**TASK INSTRUCTIONS:** In the records below, take the line containing "the white road" and reproduce it and every subsequent line exactly, adding nothing.

====== SUPPLIED INFORMATION

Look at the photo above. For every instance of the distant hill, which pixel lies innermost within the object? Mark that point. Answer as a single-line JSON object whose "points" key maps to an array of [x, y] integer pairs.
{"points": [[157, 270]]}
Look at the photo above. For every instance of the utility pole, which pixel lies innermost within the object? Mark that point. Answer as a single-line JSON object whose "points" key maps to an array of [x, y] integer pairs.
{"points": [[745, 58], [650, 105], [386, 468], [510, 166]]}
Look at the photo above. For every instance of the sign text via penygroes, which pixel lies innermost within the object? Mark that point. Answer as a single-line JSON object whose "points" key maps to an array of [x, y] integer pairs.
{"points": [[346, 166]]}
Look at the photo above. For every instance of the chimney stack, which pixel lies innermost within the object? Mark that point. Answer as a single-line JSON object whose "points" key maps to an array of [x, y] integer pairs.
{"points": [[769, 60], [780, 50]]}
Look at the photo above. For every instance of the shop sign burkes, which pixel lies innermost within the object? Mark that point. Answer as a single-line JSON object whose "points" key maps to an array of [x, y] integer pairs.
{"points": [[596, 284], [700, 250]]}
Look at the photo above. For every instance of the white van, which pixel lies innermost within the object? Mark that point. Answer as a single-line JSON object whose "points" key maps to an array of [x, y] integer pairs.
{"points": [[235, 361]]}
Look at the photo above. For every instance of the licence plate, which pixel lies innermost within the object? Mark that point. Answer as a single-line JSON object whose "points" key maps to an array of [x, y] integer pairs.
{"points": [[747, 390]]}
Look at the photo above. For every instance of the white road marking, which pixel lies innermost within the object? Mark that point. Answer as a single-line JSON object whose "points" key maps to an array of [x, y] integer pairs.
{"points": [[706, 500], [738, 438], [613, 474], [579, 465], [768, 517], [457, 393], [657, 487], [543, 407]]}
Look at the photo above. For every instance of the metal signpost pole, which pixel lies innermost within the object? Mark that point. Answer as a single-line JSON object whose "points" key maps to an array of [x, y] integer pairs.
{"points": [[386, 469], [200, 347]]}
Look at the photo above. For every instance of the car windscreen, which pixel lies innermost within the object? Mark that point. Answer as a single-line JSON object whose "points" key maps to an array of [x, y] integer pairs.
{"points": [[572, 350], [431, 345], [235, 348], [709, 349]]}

============

**PROBLEM SOLUTION:**
Look at the photo above. For every instance of the white road marking, which pixel lies innermost within the object? Mark that point. Answer as a single-line JSON object whose "points" key maps to an array of [x, y] integer pairs.
{"points": [[706, 500], [738, 438], [613, 474], [579, 465], [768, 517], [457, 393], [657, 487], [543, 407]]}
Look at the photo above. For every instance of the metal signpost pole, which pixel lies innermost within the object? Mark that point. Answer as a single-line JSON object whose "points" key maps to an array of [x, y] integer pairs.
{"points": [[386, 469], [200, 347]]}
Look at the photo above. For every instance of the car windscreen, which pixel lies innermost within the object? Mark that point. Answer as a single-line JSON object whose "points" key maps to an array of [x, y] integer pairs.
{"points": [[572, 350], [431, 345], [235, 348], [709, 349]]}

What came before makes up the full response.